Task requirements: Repeat nothing but the lines below running from the one containing "For each <instance>, write" to the one containing "positive clicks: (97, 127) (306, 134)". Keep both end lines.

Records:
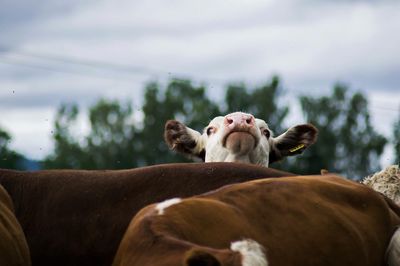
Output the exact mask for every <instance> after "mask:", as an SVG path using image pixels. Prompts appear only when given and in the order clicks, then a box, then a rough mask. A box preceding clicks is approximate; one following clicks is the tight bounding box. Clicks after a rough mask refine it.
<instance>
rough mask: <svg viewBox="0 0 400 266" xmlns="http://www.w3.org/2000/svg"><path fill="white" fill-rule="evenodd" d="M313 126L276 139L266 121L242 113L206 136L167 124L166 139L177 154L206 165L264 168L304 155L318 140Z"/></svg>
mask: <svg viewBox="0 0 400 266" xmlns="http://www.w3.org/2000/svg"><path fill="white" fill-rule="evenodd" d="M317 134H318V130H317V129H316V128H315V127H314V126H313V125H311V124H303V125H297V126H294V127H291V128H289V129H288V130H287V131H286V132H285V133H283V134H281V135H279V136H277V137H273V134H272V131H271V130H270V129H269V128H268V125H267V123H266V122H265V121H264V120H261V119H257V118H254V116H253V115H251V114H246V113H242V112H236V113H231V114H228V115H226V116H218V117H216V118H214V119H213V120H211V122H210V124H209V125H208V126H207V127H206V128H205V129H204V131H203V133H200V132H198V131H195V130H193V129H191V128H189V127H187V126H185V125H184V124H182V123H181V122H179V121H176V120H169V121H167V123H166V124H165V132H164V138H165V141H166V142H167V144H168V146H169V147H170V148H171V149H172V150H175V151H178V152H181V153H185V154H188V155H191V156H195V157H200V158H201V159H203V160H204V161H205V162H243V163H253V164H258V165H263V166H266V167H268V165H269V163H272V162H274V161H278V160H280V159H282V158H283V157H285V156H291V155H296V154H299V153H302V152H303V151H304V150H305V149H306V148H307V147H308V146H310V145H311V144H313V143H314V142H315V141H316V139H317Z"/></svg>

---

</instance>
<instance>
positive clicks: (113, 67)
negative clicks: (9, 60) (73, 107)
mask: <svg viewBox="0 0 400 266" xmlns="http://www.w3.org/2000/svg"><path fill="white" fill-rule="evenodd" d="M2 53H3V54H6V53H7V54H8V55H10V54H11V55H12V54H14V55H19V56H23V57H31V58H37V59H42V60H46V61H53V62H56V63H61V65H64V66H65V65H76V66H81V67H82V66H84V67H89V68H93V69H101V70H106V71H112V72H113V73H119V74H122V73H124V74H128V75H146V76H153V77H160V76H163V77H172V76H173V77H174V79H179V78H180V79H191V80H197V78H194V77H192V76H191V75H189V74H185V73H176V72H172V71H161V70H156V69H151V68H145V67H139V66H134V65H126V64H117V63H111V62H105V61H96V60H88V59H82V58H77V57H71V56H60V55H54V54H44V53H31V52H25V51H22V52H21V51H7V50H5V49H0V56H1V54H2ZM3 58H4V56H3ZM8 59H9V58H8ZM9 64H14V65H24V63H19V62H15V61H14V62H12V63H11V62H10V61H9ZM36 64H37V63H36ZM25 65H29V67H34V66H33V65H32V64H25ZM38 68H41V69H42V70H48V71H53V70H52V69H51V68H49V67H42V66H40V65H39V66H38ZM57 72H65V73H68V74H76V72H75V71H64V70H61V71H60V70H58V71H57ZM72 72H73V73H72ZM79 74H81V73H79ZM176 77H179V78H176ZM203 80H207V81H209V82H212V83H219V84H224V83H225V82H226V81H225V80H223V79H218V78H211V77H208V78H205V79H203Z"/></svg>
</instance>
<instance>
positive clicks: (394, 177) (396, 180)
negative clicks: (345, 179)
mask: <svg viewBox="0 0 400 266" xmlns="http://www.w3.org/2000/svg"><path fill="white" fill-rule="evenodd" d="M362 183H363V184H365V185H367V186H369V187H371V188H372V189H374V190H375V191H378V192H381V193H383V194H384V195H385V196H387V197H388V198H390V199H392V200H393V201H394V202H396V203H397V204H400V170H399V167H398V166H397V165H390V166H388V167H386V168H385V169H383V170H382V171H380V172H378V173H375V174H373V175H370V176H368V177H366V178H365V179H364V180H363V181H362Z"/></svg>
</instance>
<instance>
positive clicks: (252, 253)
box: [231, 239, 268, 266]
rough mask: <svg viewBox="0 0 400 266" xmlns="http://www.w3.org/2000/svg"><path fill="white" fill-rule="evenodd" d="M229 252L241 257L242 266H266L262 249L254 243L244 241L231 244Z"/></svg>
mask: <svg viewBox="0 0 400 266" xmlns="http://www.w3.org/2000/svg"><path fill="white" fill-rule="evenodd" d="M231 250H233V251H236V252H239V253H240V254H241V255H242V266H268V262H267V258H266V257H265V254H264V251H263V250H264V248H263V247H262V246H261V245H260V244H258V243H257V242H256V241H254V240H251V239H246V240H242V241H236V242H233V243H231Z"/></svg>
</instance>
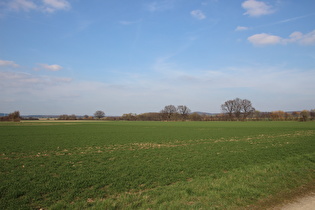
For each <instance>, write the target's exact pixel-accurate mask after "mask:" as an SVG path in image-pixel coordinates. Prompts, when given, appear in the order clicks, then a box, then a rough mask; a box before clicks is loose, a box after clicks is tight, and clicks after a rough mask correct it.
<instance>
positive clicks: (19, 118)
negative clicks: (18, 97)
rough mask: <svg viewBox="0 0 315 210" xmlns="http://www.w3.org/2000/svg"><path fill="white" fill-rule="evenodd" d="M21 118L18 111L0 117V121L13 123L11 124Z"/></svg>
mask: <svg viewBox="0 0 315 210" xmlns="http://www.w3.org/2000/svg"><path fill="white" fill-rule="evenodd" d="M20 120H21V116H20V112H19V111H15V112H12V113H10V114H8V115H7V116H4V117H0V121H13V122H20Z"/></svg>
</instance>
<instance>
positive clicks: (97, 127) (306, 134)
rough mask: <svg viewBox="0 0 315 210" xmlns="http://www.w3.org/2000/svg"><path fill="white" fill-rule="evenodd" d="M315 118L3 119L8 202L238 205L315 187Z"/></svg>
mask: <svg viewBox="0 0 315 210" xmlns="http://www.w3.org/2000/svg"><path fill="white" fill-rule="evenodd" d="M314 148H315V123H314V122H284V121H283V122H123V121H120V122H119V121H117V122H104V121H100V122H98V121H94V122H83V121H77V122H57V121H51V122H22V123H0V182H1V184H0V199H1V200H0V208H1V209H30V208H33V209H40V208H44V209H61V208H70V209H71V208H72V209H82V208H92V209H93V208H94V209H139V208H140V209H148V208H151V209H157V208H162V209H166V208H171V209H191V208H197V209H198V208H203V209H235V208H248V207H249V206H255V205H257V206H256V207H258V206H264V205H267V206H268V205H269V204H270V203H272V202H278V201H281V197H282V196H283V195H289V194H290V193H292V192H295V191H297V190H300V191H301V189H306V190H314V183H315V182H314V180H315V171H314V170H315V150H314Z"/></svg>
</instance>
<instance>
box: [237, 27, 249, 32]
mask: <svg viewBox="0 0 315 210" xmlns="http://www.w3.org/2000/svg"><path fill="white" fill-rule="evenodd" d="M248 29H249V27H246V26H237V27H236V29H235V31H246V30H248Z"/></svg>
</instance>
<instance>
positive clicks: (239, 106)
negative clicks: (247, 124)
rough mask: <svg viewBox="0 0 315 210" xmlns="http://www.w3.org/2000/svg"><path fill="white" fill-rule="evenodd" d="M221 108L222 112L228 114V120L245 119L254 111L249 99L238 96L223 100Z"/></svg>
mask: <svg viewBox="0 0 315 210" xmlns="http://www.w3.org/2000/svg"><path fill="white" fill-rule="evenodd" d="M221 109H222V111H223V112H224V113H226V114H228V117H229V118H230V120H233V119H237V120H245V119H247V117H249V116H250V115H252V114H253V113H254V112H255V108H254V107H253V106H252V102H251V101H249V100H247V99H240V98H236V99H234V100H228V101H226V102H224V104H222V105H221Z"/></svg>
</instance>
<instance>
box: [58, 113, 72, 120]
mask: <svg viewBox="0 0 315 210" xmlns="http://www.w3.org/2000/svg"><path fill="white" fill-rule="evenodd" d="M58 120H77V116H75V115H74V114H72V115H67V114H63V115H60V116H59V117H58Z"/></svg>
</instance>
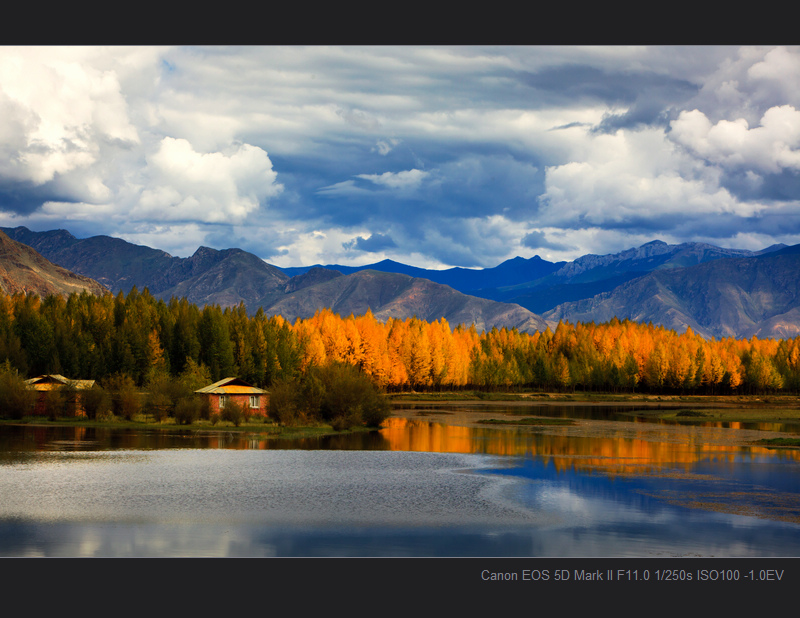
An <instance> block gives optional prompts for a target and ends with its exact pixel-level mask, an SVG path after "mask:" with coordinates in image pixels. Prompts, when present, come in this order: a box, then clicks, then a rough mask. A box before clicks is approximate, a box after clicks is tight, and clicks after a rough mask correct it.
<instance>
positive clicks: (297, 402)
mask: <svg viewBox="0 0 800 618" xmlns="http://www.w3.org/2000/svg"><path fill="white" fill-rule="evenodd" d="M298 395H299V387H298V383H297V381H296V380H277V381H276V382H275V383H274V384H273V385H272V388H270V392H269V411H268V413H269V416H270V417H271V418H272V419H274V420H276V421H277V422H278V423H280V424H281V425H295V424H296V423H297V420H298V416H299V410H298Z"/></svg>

==

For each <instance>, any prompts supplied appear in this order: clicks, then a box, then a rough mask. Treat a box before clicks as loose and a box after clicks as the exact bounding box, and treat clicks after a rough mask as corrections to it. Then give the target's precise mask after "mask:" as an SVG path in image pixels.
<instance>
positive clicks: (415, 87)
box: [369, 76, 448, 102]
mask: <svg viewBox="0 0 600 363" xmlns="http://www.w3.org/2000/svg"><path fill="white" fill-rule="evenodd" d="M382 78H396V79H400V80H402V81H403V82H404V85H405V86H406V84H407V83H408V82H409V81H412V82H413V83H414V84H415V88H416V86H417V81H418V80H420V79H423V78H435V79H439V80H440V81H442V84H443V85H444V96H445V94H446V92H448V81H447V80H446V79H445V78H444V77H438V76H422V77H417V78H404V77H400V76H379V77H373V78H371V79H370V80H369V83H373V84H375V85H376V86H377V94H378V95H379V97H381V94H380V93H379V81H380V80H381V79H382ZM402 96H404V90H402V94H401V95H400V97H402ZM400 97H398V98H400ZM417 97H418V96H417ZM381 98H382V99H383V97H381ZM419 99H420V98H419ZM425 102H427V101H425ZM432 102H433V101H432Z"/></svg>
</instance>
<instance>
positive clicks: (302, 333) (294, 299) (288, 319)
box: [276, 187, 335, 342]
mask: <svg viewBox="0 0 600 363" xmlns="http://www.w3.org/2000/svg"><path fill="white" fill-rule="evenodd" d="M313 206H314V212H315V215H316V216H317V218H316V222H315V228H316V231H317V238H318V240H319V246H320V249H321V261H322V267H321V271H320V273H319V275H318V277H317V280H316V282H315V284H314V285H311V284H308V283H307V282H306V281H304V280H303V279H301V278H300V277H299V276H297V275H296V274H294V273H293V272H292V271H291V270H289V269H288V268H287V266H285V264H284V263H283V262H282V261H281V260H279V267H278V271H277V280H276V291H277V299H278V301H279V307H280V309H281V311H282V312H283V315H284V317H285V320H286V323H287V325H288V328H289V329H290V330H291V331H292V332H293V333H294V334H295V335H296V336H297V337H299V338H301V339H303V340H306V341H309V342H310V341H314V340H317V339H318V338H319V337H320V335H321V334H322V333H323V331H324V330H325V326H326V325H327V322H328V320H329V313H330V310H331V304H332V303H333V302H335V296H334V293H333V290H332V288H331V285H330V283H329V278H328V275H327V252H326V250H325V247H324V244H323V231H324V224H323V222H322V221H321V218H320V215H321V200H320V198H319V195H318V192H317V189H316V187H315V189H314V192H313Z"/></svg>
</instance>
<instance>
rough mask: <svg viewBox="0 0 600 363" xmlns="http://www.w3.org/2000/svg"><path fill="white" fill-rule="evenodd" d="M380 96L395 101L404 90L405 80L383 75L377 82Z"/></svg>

Solved exercise:
For each <instance>, write the target's exact pixel-accurate mask after "mask:" as an SVG path in image-pixel coordinates. Prompts, when given, appear in the order clicks, then a box, then a rough mask; a box before clicks is loose, a box after clicks is tight, and clicks after a rough mask correct it.
<instance>
positive clicks: (19, 118)
negative clicks: (18, 97)
rough mask: <svg viewBox="0 0 315 210" xmlns="http://www.w3.org/2000/svg"><path fill="white" fill-rule="evenodd" d="M21 118L18 111L0 117V121L13 123L11 124Z"/></svg>
mask: <svg viewBox="0 0 315 210" xmlns="http://www.w3.org/2000/svg"><path fill="white" fill-rule="evenodd" d="M20 120H21V116H20V112H19V111H15V112H12V113H10V114H8V115H7V116H4V117H0V121H13V122H20Z"/></svg>
</instance>
<instance>
positive clicks: (97, 127) (306, 134)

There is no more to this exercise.